TEXTAUSZUG:
================
Der Vorsitzende des Staatsschulden-Ausschusses, Bernhard Felderer, würde einen weiteren Anstieg des Schuldenbergs für "fatal" halten.
In der Fernseh-"Pressestunde" des ORF am Sonntag zeigte sich Felderer auch skeptisch gegenüber den für eine mögliche neue Koalition geforderten Projekten wie Grundsicherung oder Pensionsnachbesserung oder die Senkung der Klassenschülerzahl auf 25. Wenn man all dies realisiere, werde ein Null-Defizit 2008 "sicher nicht" realistisch sein. Bekräftigt hat Felderer, dass ein europaweites Road-Pricing gerecht wäre. Im Steuerbereich müsste auf jeden Fall der Faktor Arbeit reduziert werden.
Was die Staatsschulden betrifft, lägen diese mit derzeit 62,2 Prozent über der Grenze, die die EU gesetzt habe. Eine angedachte Grundsicherung würde Ausgaben von rund einer Milliarde Euro bedeuten, und es spreche auch Vieles dafür, dass im Sinn der Armutsbekämpfung zu machen. Auf der anderen Seite müsse man sehen, dass vor allem bei niedrigen Einkommen der Anreiz, eine Arbeit anzunehmen, nicht zu gering werde. Hier käme man dann zu einer "Arbeitslosenfalle". Er wäre dafür, bei der Definition der Armut keine Pauschalregelung zu machen, sondern wie bei der Sozialhilfe den Einzelfall zu prüfen. "Armut ist selbstverständlich da, sie zu entdecken ist gar nicht so trivial, sie numerisch anzugeben sehr schwierig".
================
DATEN:

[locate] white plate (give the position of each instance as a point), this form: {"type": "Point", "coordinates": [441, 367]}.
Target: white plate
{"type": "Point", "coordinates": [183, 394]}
================
AUFGABEN:
• 1. Wie hoch sind die Staatsschulden laut dem Textauszug über Bernhard Felderer derzeit?
• 2. Bitte setzen Sie den Textauszug über Bernhard Felderer im Anschluss an seinen letzten Satz fort.

ANTWORTEN:
• 1. Sie liegen derzeit bei 62,2 Prozent und damit über der von der EU gesetzten Grenze.

• 2.
Lob für Grassers Finanzpolitik
Zur Finanzpolitik der
vergangenen Regierung stellte Felderer fest, dass Finanzminister Karlheinz
Grasser in "vielerlei Hinsicht" seinen Job gut gemacht habe. Zur Debatte
über Steuererhöhungen betonte der Chef des Staatsschuldenausschusses, es
gebe eine große Einigkeit unter Ökonomen, dass derartige Anstiege immer
einen negativen Effekt haben. Die Erbschaftssteuer würde er auf keinen Fall
erhöhen, er wäre für eine Abschaffung nur dann, wenn man dies finanziell
darstellen könne. Auch die Vermögensteuer dürfe nicht erhöht werden. Die
Gruppenbesteuerung bezeichnete Felderer als "genialen Trick". Zu den
Studiengebühren, deren Abschaffung die SPÖ will, sagte Felderer, diese
Maßnahme sei für die Universitäten gut. Um nicht soziale Benachteiligungen
zu schaffen, könnte das Stipendienprogramm verbessert werden.
Steuersatz auf 42 Prozent reduzieren
Eine Steuer, die "auf den
Fall reduziert werden muss", sei jene auf Arbeit. Damit bekäme man
zusätzliche Vitalität in der Wirtschaft. Felderer sprach in diesem
Zusammenhang auch den Spitzensteuersatz von 50 Prozent an, den man sich auf
Dauer nicht leisten sollte. Da Angestellte auf Grund des Privilegs beim 13.
und 14. Gehalt die 50 Prozent nicht bezahlten, stelle der Spitzensteuersatz
"eigentlich nur eine Sondersteuer für kleine Unternehmer" dar. Er verwies
darauf, dass die meisten Länder einen Satz von 42 Prozent haben.
Eurofighter-Ausstieg teuer
Bernhard Felderer hat außerdem die
Anschaffung der Eurofighter als "sicher ein teures Projekt" bezeichnet. Man
müsse die Gegengeschäfte von vier Milliarden Euro wirklich darauf prüfen, ob
es sich im Einzelfall um neue Geschäfte handle. Sollte dies der Fall sein,
entstünde ein zusätzliches Steuereinkommen, das 44 Prozent des Preises der
Eurofighter abdecken würde.
Verwaltungsreform wichtig
Als "Causa prima" für eine mögliche
große Koalition und das "wahrscheinlich wichtigste Projekt zurzeit"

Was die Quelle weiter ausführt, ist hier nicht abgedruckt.